■ EXCERPT TO READ ■
======

A Largely-Overlooked Element in Explaining & Determining Business Performance

by Jerry Welsh

Editor's comment: If you want to go somewhere it is useful to know where you are starting from. Management may frequently believe that they have developed a corporate culture but does the actual culture match this?

I believe that a company’s culture is an insufficiently examined ingredient in business success or failure; and the reasons for its neglect as a subject for study are perhaps more obvious than is its probable role in determining why companies with similar business models and apparently similar performances seem to vary greatly in the results they achieve.

As for the tendency of managers to ignore the role corporate culture may play in business results, it’s clear that serious attention paid to a company’s culture necessarily raises questions about the values of company leaders, their management styles and their treatment of employees. Accordingly, the culture of companies is a subject fraught with potential negative consequences for managers; so - not surprisingly - many leaders are reluctant to expose their behavior and values to close scrutiny, particularly by disinterested parties.

======

■ RECORD EXTRACTS ■

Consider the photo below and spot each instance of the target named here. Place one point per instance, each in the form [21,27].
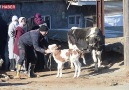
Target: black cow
[88,40]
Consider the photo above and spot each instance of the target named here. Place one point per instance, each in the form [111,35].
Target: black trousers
[26,53]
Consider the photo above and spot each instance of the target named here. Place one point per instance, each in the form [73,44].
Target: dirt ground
[113,74]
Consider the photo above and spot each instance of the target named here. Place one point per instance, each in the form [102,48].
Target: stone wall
[54,9]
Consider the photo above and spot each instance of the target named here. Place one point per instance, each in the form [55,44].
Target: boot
[12,65]
[18,72]
[31,73]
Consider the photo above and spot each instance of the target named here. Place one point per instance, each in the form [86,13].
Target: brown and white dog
[62,56]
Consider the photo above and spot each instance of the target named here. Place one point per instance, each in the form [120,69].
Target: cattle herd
[80,41]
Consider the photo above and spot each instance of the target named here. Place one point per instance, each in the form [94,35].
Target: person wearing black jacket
[29,41]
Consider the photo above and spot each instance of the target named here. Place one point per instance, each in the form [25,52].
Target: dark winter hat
[43,28]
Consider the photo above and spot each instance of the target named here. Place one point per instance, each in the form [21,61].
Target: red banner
[8,6]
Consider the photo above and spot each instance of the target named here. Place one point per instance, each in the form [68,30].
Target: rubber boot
[18,72]
[31,73]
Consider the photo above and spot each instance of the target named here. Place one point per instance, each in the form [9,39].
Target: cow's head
[53,47]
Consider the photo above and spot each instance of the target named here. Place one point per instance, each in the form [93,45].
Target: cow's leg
[95,59]
[71,64]
[79,69]
[58,70]
[84,61]
[76,69]
[99,58]
[61,67]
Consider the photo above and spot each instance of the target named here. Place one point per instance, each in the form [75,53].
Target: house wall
[55,9]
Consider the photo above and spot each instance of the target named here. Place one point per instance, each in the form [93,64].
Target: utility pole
[100,15]
[126,31]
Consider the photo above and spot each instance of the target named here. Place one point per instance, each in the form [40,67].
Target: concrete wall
[54,9]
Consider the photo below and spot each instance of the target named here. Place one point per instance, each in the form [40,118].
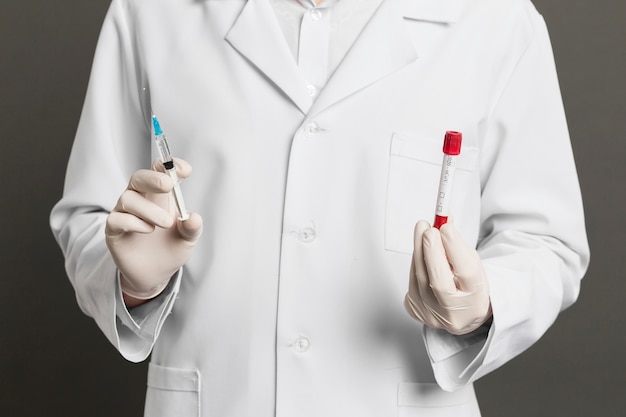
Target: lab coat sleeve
[532,238]
[112,141]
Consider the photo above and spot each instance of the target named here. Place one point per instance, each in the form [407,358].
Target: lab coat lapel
[384,46]
[257,36]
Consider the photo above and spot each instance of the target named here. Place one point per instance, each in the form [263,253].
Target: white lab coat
[292,302]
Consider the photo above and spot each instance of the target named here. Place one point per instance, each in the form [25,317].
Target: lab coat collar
[257,36]
[381,49]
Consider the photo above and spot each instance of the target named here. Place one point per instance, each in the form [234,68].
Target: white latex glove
[147,241]
[448,288]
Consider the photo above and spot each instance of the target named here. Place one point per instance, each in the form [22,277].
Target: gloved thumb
[464,260]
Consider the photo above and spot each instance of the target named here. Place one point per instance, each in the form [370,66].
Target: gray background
[54,361]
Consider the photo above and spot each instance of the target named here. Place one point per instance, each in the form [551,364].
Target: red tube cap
[452,142]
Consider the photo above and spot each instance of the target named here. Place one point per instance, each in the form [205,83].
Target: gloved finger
[118,223]
[440,274]
[463,259]
[149,181]
[132,202]
[183,168]
[422,288]
[191,229]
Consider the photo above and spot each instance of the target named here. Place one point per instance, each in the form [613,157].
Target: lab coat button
[306,235]
[312,128]
[316,14]
[301,344]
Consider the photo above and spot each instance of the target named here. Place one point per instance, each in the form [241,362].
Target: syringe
[168,164]
[451,148]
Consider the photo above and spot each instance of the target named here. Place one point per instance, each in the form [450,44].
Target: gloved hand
[147,241]
[448,288]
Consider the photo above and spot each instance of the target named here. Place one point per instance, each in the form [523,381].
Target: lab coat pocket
[172,392]
[413,183]
[428,399]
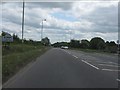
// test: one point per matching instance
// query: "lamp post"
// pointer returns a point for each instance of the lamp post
(42, 28)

======

■ THE TASKS ■
1/ Answer these questions from the text on corporate culture:
(a) According to the editor's comment, what is useful to know if you want to go somewhere?
(b) What does the author call a company's culture in relation to business success or failure?
(c) What three things does serious attention to a company's culture necessarily raise questions about?
2/ Reproduce the text on corporate culture from "I believe that" up to and including "results they achieve.".

■ TASK RESPONSES ■
1/
(a) Where you are starting from.
(b) An insufficiently examined ingredient.
(c) The values of company leaders, their management styles and their treatment of employees.

2/
I believe that a company’s culture is an insufficiently examined ingredient in business success or failure; and the reasons for its neglect as a subject for study are perhaps more obvious than is its probable role in determining why companies with similar business models and apparently similar performances seem to vary greatly in the results they achieve.